◆ EXERCISES
A: Which Elasticsearch version do the Elasticsearch notes use?
B: Resume the Elasticsearch notes, picking up after their final line.

◆ DOCUMENT TEXT
::::::::

Following are the software versions used while learning the below items.
Elastic search Version: 5.4.0
Java Version: 8
Overview
- Download and install
- TFIDF
- Building an index
- Adding documents to index, individually and in bulk
- Search queries - query DSL
- Analysis of data , aggregations
- Lucene - Java
- Distributed - scales to many Nodes
- Highly available - multiple copies of data
- Restful APIs - CRUD, monitoring and other operations via simple JSON based HTTP calls
- Power query DSL - Schemaless
- Can be installed in machine, as well as cloud instance is available
Download
- download the latest version from
www.elastic.co
- unzip and start
- By default it will start as a single node cluster
- cluster and node concept
CRUD operations
- cURL (https://curl.haxx.se/download.html)
- create
- read/retrieve
- update
- delete
- Bluk operations on indexed documents
- Bulk creation of indices from json data
create a new index called products
curl -XPUT "localhost:9200/products?&pretty"
{
"acknowledged" : true,
"shards_acknowledged" : true,
"index" : "products"
}
Requests
curl -XPUT "localhost:9200/customers?&pretty"
curl -XPUT "localhost:9200/orders?&pretty"
- check the indices
Request:
curl -XGET "localhost:9200/_cat/indices?v&pretty"
Response:
health status index uuid pri rep docs.count docs.deleted store.size pri.store.size
yellow open products BkpL7fogS0uFYMkzV8TYZA 1 1 0 0 230 230b
Add documents to existing indices
-- Request to add Iphone7 Phone
curl -XPUT "localhost:9200/products/mobiles/1?pretty" -H'Content-Type: application/json' -d'
{ "name": "Iphone 7",
"camera": "12MP",
"storage": "256GB",
"display": "4.7inch",
"battery": "1960mAh",
"reviews": ["Incredibly happy after having used it for one week", "Best phone so far", "Very expensive"]
}
'
- here products is the index
- mobiles is the documentType
- can pass a documentId (1) to represent this document being created
- PUT is used for Create or delete
- Post is used to update
-- Response:
{
"_index" : "products",
"_type" : "mobiles",
"_id" : "1",
"_version" : 1,
"result" : "created",
"_shards" : {
"total" : 2,
"successful" : 1,
"failed" : 0
},
"_seq_no" : 0,
"_primary_term" : 1
}
-- Request to add Samsung Galaxy Phone
curl -XPUT "localhost:9200/products/mobiles/2?pretty" -H'Content-Type: application/json' -d'
{ "name": "Samsung Galaxy",
"camera": "8MP",
"storage": "128GB",
"display": "5.2inch",
"battery": "1500mAh",
"reviews": ["Best phone ever", "Love the screen size", "Awesome"]
}
'
-- Request to add Pixel 3
curl -XPUT "localhost:9200/products/mobiles/3?pretty" -H'Content-Type: application/json' -d'
{ "name": "Pixel 3",
"camera": "12.2MP",
"storage": "128GB",
"display": "5.5inch",
"battery": "2950mAh",
"reviews": ["I Love the camera on this phone", "Awesome google phone"]
}
'
-- Request to add Macbook pro Laptop (Doctype is different)

::::::::

◆ ROWS

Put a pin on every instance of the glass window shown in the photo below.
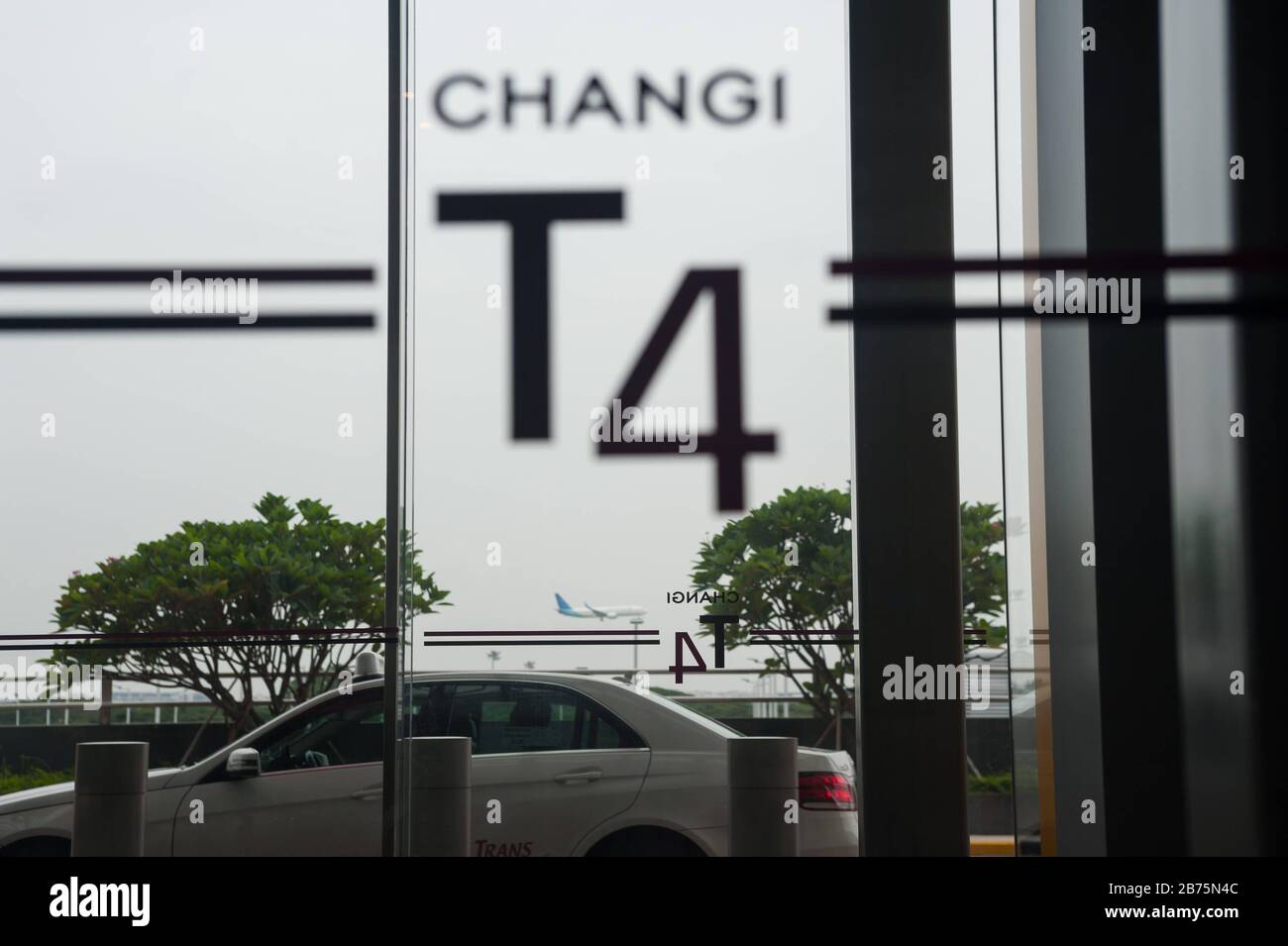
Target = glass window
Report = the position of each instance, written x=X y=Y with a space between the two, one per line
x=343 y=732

::::::::

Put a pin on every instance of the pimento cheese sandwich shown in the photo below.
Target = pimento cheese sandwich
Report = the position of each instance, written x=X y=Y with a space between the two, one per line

::::::::

◆ ANSWERS
A: 5.4.0

B:
curl -XPUT "localhost:9200/products/laptops/1?pretty" -H'Content-Type: application/json' -d'
{ "name": "Macbook Pro",
"storage": "500GB",
"RAM" : "8GB",
"display": "13inch",
"os": "El capitan",
"reviews": ["Size is sleek compared to other laptops", "Storage capacity is great"]
}
'
NOTE:
This request will fail because as of Lucene version 6.x, multiple doc types in a single index is not supported.
{
"error" : {
"root_cause" : [
{
"type" : "illegal_argument_exception",
"reason" : "Rejecting mapping update to [products] as the final mapping would have more than 1 type: [mobiles, laptops]"
}
],
"type" : "illegal_argument_exception",
"reason" : "Rejecting mapping update to [products] as the final mapping would have more than 1 type: [mobiles, laptops]"
},
"status" : 400
}
Retrieving Documents
-- curl -XGET "localhost:9200/products/mobiles/1?pretty"
{
"_index" : "products",
"_type" : "mobiles",
"_id" : "1",
"_version" : 1,
"_seq_no" : 0,
"_primary_term" : 1,
"found" : true,
"_source" : {
"name" : "Iphone 7",
"camera" : "12MP",
"storage" : "256GB",
"display" : "4.7inch",
"battery" : "1960mAh",
"reviews" : [
"Incredibly happy after having used it for one week",
"Best phone so far",
"Very expensive"
]
}
}
-- check if document exist without retrieving the source
curl -XGET "localhost:9200/products/mobiles/1?pretty&_source=false"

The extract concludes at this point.